» Directive:
Extract every line of the records below that contains the word "drawer", treating uppercase and lowercase letters as distinct.

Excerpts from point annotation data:
↓↓↓

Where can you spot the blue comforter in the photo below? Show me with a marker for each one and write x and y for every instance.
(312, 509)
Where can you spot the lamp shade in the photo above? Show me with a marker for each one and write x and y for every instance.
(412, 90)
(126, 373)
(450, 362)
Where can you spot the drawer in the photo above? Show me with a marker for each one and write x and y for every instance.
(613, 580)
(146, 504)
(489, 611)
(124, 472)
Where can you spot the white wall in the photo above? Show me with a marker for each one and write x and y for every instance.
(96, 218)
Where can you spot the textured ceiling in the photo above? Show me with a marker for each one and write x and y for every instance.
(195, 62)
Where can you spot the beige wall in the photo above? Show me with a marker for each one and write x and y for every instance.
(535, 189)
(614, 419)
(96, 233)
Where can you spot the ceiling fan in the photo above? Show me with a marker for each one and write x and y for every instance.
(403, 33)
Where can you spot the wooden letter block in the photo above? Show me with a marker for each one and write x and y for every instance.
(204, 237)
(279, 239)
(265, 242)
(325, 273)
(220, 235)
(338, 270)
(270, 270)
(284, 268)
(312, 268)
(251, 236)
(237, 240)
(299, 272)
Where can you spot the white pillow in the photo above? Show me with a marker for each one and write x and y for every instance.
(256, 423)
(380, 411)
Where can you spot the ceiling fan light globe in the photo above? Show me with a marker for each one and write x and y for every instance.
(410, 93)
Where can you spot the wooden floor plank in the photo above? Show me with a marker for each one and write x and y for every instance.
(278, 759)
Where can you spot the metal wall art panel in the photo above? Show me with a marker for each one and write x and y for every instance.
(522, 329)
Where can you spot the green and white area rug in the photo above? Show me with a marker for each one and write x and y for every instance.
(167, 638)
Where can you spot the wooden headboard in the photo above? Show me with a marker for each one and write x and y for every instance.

↑↑↑
↓↓↓

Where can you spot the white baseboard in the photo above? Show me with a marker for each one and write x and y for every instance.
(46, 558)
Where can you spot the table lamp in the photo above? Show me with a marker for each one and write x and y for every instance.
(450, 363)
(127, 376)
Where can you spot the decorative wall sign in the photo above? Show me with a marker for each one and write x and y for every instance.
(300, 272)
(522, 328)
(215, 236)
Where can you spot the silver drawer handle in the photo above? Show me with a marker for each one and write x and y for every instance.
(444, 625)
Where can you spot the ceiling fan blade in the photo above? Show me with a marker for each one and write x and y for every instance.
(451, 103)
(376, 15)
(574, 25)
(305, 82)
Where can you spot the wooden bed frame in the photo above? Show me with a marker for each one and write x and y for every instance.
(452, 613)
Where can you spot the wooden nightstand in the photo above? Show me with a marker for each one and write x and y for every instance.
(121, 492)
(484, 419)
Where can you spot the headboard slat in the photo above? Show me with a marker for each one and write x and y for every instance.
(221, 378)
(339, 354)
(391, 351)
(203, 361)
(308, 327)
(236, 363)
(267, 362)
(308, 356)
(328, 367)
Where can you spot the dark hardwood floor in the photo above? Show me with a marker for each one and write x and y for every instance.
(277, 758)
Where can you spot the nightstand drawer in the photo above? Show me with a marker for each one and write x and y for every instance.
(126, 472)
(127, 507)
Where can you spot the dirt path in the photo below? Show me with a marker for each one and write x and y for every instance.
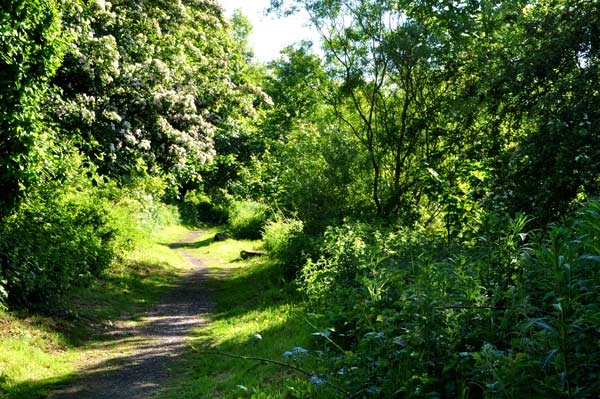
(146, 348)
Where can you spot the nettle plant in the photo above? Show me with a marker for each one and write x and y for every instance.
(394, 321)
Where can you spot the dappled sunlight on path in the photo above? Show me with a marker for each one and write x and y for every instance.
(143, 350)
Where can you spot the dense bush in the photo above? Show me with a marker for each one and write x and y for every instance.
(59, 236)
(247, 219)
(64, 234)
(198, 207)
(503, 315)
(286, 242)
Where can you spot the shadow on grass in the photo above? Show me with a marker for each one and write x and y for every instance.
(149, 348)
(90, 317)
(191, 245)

↑↑↑
↓↓↓

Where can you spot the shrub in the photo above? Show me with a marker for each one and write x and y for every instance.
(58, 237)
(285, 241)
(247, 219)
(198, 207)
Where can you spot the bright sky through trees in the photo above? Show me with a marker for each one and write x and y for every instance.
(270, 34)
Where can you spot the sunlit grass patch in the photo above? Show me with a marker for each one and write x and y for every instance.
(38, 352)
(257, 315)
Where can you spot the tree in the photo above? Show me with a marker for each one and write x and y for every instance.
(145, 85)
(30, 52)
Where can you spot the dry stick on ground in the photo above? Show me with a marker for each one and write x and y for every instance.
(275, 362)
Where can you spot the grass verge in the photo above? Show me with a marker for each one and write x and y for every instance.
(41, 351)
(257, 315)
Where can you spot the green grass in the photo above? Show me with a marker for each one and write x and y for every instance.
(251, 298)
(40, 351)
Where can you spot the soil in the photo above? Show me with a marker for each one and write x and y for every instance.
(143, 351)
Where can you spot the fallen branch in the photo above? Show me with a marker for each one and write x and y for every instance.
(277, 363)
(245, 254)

↑↑↑

» Output of the exercise:
Where can you spot the drawer in the photo above? Show me with a marker for each one and write x and y for every instance.
Where can you spot the silver drawer handle in the photo above? Show me with a marker for each one and write x and y for every instance.
Where can you spot the nightstand drawer in the photo above? Show me with a marker for each one and write x and y for every instance.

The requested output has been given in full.